_WHAT YOU WILL DO_
Write what comes next in the legal guide on wills and body donation, starting right after its last sentence.

_SUPPLIED PASSAGE_
-- Opening Marker --

WHEN SHOULD I UPDATE MY WILL TO GIFT MY SUPERANNUATION

If you have changes in your personal circumstances, such as having children, entering a relationship, separating from a partner or significant changes to your personal assets, then you may wish to amend your Will and your Binding Death Nomination arrangements.

For advice on your Will and gifting superannuation, get in touch with us today.

I Want To Donate My Body To Science – What Legal Steps Do I Have To Take?

Some people wish to contribute to science and medical research by bequeathing their body to a research institution. This is an important contribution to universities and organisations across the state, however, if not done properly, your gift may not be legally possible.

 

DONATING THROUGH A WILL?

In New South Wales, it is not possible to consent to donate your body to science through your Will alone, and research organisations will not be able to accept donations from your executor.

 

WHAT SHOULD I DO INSTEAD?

To make an effective donation of your body, there are important steps to take:

  • Identify which organisation you’d like to receive your donation

There are a number of organisations which may benefit from your donation, including universities, the Organ Donor Register and the Brain Bank. A list of these organisations is available at the bottom of this page.

-- Closing Marker --

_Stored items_

-- Opening Marker --

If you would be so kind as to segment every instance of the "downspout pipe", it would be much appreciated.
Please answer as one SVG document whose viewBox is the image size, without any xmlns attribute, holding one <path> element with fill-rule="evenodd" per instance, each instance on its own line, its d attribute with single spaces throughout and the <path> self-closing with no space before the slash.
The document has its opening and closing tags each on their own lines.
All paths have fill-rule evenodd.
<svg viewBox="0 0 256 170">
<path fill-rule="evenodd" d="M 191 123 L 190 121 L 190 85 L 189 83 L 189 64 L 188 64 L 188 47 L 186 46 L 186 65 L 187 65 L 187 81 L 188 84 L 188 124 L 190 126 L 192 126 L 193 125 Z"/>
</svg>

-- Closing Marker --

_WRITTEN RESPONSE_
Each organisation has its own list of criteria which may make you ineligible, including certain illnesses or risk factors. Consider carefully whether your chosen organisation will be able to accept your contribution

  • Register with the organisation

Each organisation has a registration process for donors, including medical disclosures. Get in touch with them directly to commence the process

  • Prepare your Will and nominate your executor

Make sure the person responsible for managing your affairs when you pass is aware of your registration with the organisation and has a copy of relevant paperwork. When you pass, there is a very limited window of time for your donation to be accepted by the organisation and transported to their facilities for use. Your executor can take steps as soon as you pass to contact the organisation and increase the chances of a successful donation. Your executor should also be aware of your alternative preferences if your body cannot be accepted.

 

HOW LONG CAN MY REMAINS BE STORED

Under NSW law, human specimens can be stored for a maximum of four years, with a possible extension for an additional four years.

 

WHAT HAPPENS ONCE MY REMAINS CAN NO LONGER BE USED?

While each organisation will have different processes, many organisations will arrange for cremation at the end of the retention period, and will cover the costs of the cremation. Your family will then be able to receive your ashes.

 

WHAT HAPPENS IF MY REMAINS CAN’T BE ACCEPTED?

There are many reasons why an organisation may be unable to accept your donation, including illnesses or medical reasons, if you pass outside of their donation area or if there is limited capacity to accept your donation. If this happens, your executor or family will be responsible for making decisions about if your body should be buried, cremated or otherwise managed. It is important you communicate your alternate wishes with your loved ones.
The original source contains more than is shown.